**WHAT YOU NEED TO DO:** Reproduce the listing below in full, substituting "all instances" for each occurrence of "every instance" and leaving everything else unchanged. Omit the pictures from your output.

**GIVEN DATA:**
+--
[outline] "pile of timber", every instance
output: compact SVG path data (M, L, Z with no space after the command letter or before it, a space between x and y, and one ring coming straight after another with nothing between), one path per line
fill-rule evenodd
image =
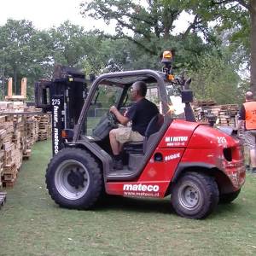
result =
M41 109L20 102L0 102L0 188L14 186L22 160L30 157L32 145L41 138L39 123L44 120L46 125L45 119L51 131L50 116Z
M237 104L216 105L212 101L204 101L194 103L193 111L197 121L204 123L213 121L218 125L235 127L239 106Z

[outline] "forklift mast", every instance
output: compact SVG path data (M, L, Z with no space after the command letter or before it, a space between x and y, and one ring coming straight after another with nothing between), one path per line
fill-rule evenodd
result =
M66 139L61 131L73 129L86 98L85 75L69 67L55 66L53 79L35 83L35 104L52 115L52 152L57 154Z

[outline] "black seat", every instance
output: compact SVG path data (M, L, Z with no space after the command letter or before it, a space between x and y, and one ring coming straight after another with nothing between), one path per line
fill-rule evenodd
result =
M158 113L152 118L148 123L144 140L142 142L130 142L124 144L124 151L129 154L143 154L145 144L150 135L159 131L164 122L164 117L162 114Z

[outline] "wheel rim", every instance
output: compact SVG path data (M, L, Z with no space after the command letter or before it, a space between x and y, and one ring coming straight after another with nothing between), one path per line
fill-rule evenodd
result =
M78 200L88 190L90 184L88 170L77 160L63 161L55 171L55 184L63 197Z
M201 205L200 189L194 183L186 183L178 190L179 203L187 210L195 210Z

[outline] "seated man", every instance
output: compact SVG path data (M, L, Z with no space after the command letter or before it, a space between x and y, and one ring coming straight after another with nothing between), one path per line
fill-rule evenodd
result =
M141 142L144 138L145 131L152 118L159 113L157 107L145 98L147 85L143 81L135 82L131 85L131 100L136 103L129 108L125 115L112 106L112 112L118 121L125 125L131 121L131 127L120 127L113 129L109 132L109 140L113 154L113 168L120 170L123 168L120 152L125 143Z

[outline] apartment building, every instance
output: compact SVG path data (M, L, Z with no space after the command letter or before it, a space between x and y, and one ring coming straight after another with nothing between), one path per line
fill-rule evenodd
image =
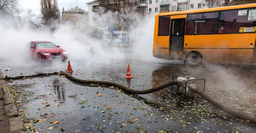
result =
M202 0L160 0L160 13L208 8Z
M75 28L89 27L88 12L77 7L67 11L63 8L62 18L65 23L73 25Z
M149 19L154 18L154 16L160 11L160 0L147 0L148 3L148 17Z
M88 6L89 12L89 23L94 25L98 25L99 20L99 0L90 2L86 4Z

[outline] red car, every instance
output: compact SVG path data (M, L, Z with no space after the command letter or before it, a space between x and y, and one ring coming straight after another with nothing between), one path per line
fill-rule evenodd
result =
M52 61L55 59L67 59L67 52L50 41L32 41L28 44L33 59L39 62Z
+--
**FULL OUTPUT:**
[outline] "pile of timber", all instances
output: compact SVG path data (M, L, Z with no space after the command letter or before it, a space between x and y, and one ring coming straight after another with nothing between), one path per line
fill-rule evenodd
image =
result =
M41 109L20 102L0 102L0 188L14 186L22 160L30 157L32 145L41 138L39 123L44 120L46 125L45 119L51 131L50 116Z
M237 104L216 105L212 101L204 101L194 103L193 111L197 121L204 123L213 121L218 125L235 127L239 106Z

[outline] "forklift mast", all instances
output: compact SVG path data (M, L, Z with no space after the command letter or before it, a space between x and y, and one ring coming straight after another with nothing between), one path per line
fill-rule evenodd
result =
M66 139L61 131L73 129L86 98L85 75L69 67L55 66L53 79L35 83L35 104L52 115L52 152L57 154Z

[outline] "black seat", all instances
output: compact SVG path data (M, L, Z with no space after the command letter or before it, a space between x and y, and one ring coming straight after another with nothing between), one path per line
fill-rule evenodd
result =
M158 113L152 118L148 123L144 140L142 142L130 142L124 144L124 151L129 154L143 154L145 144L150 135L159 131L164 122L164 117L162 114Z

[outline] "wheel rim", all instances
output: compact SVG path data (M, L, Z with no space after the command letter or before it, a space between x and y, and one ring coming straight after another with nothing between), one path per line
fill-rule evenodd
result =
M78 200L88 190L90 184L88 170L77 160L63 161L55 171L55 184L63 197Z
M201 205L200 189L194 183L186 183L178 190L179 203L187 210L195 210Z

[outline] "seated man", all instances
output: compact SVG path data (M, L, Z with no space after the command letter or before it, a space between x and y, and one ring coming straight after another with nothing between), one path per line
fill-rule evenodd
result =
M141 142L144 138L145 131L152 118L159 113L157 107L145 98L147 85L143 81L135 82L131 85L131 100L136 103L129 108L125 115L112 106L112 112L118 121L125 125L131 121L131 127L120 127L113 129L109 132L109 140L113 154L113 168L120 170L123 168L120 152L125 143Z

[outline] apartment building, all instances
output: compact SVG path data (M, L, Z with no space after the command letter or before it, a space between x and y, and one ring coming straight after another with nothing between), one path per line
fill-rule evenodd
image =
result =
M202 0L160 0L160 13L208 8Z
M75 28L89 27L88 12L77 7L67 11L63 8L62 18L65 23L73 25Z
M149 19L154 18L154 16L160 11L160 0L147 0L148 3L148 17Z
M88 6L89 12L89 23L94 25L98 25L99 20L99 0L90 2L86 4Z

[outline] red car, all instances
output: compact SVG path data (M, L, Z with no space after the command letter or before it, a space between x and y, and one ring coming straight after another with nothing between), one path per line
fill-rule evenodd
result =
M52 61L55 59L67 59L67 52L50 41L32 41L28 44L33 59L39 62Z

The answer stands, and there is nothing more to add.